═════ PAGE TEXT ═════
Malpractice premiums have risen rapidly over the past year, increasing 30 percent or more,with some specialists facing even higher increases. The crisis has been prompted in large part by the insolvency of a large insurer, Medical Inter-Insurer Exchange (MIIX), which insured nearly 40 percent of the state’s practicing physicians. Financial problems arose when MIIX, which originally operated only in New Jersey, expanded rapidly to include approximately 20 other states, most of which were unprofitable. MIIX is now attempting to resurrect itself in part by assessing large premium increases.

Meanwhile, other insurers also raised their rates. For example, Princeton Insurance Company, which insures about a third of the state’s practicing physicians, increased its rates by comparable levels. Angered by the rise in malpractice insurance rates, physicians recently staged a work stoppage and are canceling some routine visits and tests to prod state policy makers to address the issue. Hospitals are responding to the work stoppage by allocating additional staff to their emergency rooms to care for affected patients.

Growing pressure from rapidly rising malpractice premiums is driving local physicians to seek higher payment rates from health plans, a situation also fueled by recent Medicare payment cuts. However, the northern New Jersey physician market remains highly fragmented, with the majority of physicians continuing to practice solo or in small practice groups (two or three physicians). As a result, they have not had the same level of clout as hospitals, and their recent efforts to gain higher payment rates have met with limited success.
═════ DATA TO EXAMINE ═════
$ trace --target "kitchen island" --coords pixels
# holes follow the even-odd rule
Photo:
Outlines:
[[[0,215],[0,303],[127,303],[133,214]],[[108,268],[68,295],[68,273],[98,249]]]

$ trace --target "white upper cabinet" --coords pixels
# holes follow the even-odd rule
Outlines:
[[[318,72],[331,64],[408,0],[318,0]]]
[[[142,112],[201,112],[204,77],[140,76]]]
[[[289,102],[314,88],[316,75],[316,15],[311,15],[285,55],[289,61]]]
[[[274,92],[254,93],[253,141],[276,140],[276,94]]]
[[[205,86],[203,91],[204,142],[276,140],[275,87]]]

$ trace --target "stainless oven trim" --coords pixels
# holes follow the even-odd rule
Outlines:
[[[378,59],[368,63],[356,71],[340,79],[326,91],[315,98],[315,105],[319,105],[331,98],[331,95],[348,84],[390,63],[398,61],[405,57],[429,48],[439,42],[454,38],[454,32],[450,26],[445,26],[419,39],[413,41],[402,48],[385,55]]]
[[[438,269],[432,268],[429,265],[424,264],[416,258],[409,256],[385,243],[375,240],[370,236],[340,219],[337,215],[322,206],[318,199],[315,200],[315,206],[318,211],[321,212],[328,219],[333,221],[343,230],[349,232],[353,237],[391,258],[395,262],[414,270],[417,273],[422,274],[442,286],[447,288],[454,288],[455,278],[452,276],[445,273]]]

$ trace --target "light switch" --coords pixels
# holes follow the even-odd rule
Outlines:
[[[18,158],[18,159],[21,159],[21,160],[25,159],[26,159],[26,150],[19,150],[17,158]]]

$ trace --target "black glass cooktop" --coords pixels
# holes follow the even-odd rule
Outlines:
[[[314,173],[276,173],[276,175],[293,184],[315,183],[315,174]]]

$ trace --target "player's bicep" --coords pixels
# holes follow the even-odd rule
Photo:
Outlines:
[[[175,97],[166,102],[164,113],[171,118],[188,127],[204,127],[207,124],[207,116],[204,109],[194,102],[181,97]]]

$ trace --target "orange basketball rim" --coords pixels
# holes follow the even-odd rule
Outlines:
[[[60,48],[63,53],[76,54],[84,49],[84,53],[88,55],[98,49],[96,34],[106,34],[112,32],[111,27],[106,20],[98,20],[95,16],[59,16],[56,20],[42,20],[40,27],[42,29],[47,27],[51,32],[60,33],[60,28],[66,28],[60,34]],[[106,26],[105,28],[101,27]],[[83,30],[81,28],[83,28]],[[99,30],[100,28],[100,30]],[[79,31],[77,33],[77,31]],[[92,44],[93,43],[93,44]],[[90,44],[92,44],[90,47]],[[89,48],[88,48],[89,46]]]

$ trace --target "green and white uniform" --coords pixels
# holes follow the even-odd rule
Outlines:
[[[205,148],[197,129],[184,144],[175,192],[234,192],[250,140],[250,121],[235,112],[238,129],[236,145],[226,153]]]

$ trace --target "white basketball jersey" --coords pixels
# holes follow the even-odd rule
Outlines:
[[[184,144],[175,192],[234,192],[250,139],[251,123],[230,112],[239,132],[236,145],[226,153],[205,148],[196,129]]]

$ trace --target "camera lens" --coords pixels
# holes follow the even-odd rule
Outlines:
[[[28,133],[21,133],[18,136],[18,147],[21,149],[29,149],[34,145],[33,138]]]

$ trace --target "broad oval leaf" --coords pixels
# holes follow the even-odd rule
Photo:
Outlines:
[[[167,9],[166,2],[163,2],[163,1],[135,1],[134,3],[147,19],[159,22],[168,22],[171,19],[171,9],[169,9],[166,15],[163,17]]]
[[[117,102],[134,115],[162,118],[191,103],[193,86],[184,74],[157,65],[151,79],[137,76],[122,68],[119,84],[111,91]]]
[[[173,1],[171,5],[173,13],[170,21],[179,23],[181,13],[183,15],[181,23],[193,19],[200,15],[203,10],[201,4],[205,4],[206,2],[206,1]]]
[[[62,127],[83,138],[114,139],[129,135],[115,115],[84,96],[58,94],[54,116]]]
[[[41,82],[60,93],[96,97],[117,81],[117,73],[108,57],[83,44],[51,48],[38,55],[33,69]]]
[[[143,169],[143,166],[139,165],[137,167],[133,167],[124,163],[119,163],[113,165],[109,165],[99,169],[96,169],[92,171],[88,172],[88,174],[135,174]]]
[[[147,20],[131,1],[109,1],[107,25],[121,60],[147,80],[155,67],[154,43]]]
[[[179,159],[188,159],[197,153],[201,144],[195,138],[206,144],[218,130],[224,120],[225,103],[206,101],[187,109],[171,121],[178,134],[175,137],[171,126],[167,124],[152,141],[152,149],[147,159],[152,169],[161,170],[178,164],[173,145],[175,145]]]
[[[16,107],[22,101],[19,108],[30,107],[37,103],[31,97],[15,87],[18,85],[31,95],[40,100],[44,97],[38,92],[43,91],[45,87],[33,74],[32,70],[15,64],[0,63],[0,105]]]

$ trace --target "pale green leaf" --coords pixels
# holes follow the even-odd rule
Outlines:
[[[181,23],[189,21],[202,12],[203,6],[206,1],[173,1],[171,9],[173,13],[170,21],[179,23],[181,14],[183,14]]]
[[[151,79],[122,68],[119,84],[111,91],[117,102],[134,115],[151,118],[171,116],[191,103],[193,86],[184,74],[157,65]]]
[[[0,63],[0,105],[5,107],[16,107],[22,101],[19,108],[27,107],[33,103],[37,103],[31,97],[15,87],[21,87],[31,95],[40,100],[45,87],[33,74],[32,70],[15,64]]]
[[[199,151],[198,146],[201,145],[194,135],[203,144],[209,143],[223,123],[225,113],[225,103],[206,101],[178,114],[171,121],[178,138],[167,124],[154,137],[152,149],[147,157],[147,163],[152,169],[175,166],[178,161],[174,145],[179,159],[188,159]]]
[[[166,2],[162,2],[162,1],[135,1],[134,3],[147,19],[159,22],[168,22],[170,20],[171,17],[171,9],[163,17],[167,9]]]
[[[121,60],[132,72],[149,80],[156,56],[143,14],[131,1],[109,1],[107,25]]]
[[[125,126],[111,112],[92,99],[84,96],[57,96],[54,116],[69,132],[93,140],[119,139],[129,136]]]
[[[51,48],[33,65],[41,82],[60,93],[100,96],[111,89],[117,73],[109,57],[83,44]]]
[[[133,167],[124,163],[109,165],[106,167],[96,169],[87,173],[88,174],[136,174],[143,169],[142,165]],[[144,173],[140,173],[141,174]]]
═════
YOUR ASSIGNMENT | Continue the text on New Jersey physicians and malpractice premiums from the point where it stops. The records have no connection to the text about New Jersey malpractice premiums.

OUTPUT OF THE EXERCISE |
In other efforts to shore up their revenue, some physicians are investing in specialty facilities, such as ambulatory surgery centers (ASCs), that allow them to supplement standard professional fees with profits from facility fees. Often, these activities are in direct competition with hospitals, and physician-hospital relationships have become increasingly contentious as a result. For example, surgeons from Atlantic Health System’s Overlook Hospital opened an ASC two miles from the hospital, placing it in direct competition with a similar hospital-owned center. The hospital’s relationship with these surgeons has been strained as both compete for patients, nursing staff and referrals.

Atlantic Health System averted a similar situation at Morristown Memorial Hospital by selling surgeons a 50 percent ownership share of an existing hospital-owned, freestanding ASC. Hospitals are increasingly concerned about the financial impact of physician-owned specialty facilities because these facilities tend to pull out hospitals’ more profitable services and limit their ability to cross-subsidize other services, such as charity care.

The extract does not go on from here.